*STATED GOAL:* Copy out word for word everything in the records below, from the line containing "pole in this photo." down to the last line of the records, and nothing else.

*Pointing records:*
_____

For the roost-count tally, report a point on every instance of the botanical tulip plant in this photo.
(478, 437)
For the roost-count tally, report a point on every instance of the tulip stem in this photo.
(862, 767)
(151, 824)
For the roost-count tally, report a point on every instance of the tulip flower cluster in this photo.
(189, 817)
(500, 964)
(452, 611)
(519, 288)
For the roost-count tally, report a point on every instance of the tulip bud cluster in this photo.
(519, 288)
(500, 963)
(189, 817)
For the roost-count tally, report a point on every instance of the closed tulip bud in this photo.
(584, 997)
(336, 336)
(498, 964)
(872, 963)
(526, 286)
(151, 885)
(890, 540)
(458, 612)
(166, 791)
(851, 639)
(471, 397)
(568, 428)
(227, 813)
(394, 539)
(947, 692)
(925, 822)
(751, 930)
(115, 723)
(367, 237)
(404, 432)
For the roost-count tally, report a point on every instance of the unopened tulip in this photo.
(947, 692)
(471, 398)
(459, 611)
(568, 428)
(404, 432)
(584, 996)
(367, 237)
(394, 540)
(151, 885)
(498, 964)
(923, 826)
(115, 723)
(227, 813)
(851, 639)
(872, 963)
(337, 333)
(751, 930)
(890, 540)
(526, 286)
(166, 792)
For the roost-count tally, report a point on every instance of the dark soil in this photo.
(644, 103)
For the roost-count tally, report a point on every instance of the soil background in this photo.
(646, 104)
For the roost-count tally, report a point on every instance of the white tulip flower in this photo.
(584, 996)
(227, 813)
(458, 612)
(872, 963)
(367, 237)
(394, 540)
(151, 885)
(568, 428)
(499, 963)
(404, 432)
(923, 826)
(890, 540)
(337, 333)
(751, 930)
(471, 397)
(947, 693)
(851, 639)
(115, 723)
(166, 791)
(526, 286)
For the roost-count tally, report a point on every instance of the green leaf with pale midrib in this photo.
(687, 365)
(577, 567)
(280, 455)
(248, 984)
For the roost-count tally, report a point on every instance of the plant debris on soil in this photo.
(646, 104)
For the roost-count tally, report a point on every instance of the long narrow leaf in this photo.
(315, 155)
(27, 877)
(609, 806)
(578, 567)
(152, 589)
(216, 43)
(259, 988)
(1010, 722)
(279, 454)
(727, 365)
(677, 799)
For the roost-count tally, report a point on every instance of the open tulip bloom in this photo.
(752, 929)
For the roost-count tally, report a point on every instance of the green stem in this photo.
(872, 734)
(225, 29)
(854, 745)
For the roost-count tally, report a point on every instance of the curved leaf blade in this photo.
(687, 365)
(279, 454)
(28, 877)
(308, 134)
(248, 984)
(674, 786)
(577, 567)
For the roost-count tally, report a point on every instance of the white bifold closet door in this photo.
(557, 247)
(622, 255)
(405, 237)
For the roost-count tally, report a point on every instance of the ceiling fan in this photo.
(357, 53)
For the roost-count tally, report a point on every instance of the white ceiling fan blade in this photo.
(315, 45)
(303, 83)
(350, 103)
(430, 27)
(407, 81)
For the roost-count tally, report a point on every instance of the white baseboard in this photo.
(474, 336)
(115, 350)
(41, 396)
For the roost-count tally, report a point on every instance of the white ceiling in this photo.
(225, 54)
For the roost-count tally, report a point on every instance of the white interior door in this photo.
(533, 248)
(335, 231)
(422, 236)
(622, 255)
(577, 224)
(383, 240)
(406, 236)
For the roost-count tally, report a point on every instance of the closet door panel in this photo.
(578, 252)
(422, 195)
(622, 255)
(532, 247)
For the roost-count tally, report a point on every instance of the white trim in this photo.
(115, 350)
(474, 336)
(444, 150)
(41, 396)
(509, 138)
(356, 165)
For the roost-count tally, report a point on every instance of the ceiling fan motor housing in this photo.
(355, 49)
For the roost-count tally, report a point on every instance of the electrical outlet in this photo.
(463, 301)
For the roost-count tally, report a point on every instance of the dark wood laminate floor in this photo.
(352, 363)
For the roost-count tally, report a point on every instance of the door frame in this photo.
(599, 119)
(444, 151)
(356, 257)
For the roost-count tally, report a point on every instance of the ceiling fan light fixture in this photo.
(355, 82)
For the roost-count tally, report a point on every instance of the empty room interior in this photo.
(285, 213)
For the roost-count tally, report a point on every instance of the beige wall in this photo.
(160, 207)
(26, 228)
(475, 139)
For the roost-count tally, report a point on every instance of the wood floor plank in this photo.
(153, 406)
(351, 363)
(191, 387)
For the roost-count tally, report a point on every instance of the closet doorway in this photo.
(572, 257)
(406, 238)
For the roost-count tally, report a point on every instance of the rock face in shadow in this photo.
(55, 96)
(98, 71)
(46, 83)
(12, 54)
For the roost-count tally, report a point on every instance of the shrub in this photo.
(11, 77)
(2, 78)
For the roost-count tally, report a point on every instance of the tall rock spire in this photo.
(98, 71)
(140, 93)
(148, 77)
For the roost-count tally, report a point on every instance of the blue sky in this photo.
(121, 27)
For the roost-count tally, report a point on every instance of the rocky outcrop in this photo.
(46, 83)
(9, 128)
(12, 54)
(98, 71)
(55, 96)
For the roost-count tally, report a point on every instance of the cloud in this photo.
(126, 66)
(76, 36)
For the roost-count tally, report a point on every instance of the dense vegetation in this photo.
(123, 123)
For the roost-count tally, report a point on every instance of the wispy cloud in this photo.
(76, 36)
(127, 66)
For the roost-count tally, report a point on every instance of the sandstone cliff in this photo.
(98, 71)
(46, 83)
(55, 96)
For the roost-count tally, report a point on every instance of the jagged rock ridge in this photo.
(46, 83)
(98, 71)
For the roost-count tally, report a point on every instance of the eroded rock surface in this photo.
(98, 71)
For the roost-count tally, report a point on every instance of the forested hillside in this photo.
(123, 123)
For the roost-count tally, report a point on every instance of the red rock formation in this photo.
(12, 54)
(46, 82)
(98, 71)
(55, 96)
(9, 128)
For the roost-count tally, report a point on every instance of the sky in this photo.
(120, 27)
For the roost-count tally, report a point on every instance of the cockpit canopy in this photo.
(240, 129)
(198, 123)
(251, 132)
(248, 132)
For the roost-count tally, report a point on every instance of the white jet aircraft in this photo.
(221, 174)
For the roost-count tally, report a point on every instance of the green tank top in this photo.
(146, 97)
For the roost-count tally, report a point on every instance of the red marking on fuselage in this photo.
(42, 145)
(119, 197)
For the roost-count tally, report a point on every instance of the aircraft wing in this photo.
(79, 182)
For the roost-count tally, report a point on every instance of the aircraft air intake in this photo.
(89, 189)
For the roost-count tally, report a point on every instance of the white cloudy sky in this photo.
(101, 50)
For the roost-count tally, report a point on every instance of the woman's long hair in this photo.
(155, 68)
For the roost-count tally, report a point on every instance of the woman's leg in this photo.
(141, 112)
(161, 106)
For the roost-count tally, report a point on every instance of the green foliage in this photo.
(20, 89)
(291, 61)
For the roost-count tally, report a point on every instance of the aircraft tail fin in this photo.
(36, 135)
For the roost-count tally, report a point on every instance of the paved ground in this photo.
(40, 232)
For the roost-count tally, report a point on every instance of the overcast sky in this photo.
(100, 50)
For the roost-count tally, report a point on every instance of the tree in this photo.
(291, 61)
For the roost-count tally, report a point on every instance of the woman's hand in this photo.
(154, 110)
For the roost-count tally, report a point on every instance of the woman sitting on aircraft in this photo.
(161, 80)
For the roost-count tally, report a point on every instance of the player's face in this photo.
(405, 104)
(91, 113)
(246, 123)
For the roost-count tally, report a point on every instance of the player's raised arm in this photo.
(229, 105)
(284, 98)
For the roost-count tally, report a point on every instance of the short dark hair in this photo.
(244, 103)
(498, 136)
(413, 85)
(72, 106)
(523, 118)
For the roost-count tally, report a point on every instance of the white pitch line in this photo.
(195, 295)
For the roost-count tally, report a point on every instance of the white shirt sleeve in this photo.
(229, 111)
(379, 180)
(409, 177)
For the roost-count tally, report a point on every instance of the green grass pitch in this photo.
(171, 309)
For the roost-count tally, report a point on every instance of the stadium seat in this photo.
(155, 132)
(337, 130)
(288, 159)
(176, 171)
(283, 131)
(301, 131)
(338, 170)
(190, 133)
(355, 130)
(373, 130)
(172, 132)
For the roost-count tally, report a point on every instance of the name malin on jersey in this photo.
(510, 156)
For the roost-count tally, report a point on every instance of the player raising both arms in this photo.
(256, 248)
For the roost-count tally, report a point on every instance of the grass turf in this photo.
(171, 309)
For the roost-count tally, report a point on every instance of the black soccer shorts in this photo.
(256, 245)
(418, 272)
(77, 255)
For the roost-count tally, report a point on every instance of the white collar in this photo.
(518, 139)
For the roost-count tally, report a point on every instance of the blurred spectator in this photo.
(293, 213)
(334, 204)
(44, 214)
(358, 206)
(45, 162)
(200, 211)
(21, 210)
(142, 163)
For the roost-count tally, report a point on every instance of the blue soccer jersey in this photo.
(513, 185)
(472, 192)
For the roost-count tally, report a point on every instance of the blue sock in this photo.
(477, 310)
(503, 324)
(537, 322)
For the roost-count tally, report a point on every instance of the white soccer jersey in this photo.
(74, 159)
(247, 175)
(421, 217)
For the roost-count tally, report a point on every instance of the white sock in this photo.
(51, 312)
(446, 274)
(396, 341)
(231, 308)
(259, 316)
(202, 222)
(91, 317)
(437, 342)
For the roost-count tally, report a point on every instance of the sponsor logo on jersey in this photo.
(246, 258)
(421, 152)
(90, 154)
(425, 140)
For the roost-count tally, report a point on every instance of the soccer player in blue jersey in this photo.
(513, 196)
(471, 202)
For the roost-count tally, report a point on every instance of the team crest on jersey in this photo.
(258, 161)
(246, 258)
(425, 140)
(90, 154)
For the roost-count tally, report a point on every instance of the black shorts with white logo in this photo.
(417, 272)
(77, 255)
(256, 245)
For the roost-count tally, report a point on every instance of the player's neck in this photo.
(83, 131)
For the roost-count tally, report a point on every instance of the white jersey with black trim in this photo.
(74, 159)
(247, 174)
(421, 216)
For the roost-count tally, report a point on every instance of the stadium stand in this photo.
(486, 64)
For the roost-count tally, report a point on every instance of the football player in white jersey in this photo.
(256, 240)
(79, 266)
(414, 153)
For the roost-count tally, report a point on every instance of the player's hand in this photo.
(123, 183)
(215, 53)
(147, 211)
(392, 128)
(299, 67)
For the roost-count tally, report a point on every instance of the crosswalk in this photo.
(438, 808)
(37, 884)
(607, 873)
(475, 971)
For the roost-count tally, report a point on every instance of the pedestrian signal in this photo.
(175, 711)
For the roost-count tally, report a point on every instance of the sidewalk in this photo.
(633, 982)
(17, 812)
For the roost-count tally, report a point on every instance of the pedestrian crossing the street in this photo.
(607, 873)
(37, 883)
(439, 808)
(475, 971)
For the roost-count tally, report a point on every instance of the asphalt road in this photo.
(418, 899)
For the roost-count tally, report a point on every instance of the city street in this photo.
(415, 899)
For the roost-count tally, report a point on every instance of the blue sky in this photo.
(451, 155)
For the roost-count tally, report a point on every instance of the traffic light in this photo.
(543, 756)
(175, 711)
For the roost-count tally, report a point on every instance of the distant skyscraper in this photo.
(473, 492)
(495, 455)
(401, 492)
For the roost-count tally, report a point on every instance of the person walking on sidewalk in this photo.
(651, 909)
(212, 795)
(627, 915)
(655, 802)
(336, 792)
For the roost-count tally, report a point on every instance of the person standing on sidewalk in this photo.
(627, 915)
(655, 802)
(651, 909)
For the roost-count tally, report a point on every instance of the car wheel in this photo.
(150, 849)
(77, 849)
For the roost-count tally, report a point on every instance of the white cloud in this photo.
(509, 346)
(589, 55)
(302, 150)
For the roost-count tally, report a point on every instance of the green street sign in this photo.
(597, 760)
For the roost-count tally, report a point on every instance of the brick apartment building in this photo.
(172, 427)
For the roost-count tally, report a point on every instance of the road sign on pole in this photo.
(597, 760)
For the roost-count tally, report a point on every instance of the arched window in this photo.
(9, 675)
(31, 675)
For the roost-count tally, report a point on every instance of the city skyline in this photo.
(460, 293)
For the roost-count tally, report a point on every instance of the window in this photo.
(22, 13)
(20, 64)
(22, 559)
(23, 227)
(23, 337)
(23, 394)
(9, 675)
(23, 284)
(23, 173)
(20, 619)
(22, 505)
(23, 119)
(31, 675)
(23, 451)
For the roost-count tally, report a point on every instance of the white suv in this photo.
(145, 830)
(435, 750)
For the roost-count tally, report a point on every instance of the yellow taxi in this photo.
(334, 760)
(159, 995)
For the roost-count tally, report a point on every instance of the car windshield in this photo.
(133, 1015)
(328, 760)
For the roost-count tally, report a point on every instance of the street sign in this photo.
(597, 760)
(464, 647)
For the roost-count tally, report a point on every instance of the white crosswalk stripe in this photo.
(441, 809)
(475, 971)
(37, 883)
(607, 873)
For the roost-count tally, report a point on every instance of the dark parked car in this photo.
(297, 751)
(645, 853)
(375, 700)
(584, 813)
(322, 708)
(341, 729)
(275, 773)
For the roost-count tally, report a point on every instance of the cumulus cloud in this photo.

_____

*SOLUTION FOR THIS EXERCISE:*
For the roost-count tally, report a point on every instance of the road sign on pole in this photo.
(597, 760)
For the roost-count tally, report a point on every instance of the arched window in this photo.
(9, 675)
(31, 675)
For the roost-count tally, report a point on every instance of the city skyline in this photo.
(460, 293)
For the roost-count tally, report a point on every instance of the window in this photo.
(22, 13)
(20, 64)
(22, 559)
(23, 227)
(23, 337)
(23, 394)
(9, 675)
(23, 284)
(23, 173)
(20, 619)
(22, 505)
(23, 119)
(31, 675)
(23, 451)
For the roost-count tally, report a point on every instance of the white suv in this photo.
(145, 830)
(435, 750)
For the roost-count tally, report a point on every instance of the yellow taxi in this photo.
(334, 760)
(159, 995)
For the roost-count tally, report a point on every instance of the car windshield in this photo.
(133, 1015)
(328, 760)
For the roost-count tally, report a point on every instance of the street sign in this photo.
(597, 760)
(464, 647)
For the roost-count tally, report a point on every instance of the white crosswalk stripe in this photo.
(441, 809)
(475, 971)
(37, 883)
(607, 873)
For the roost-count tally, report a point on every instance of the dark parked car in this photo.
(297, 751)
(645, 853)
(375, 700)
(584, 813)
(322, 708)
(341, 729)
(275, 773)
For the roost-count tally, report a point on every instance of the cumulus cloud in this photo.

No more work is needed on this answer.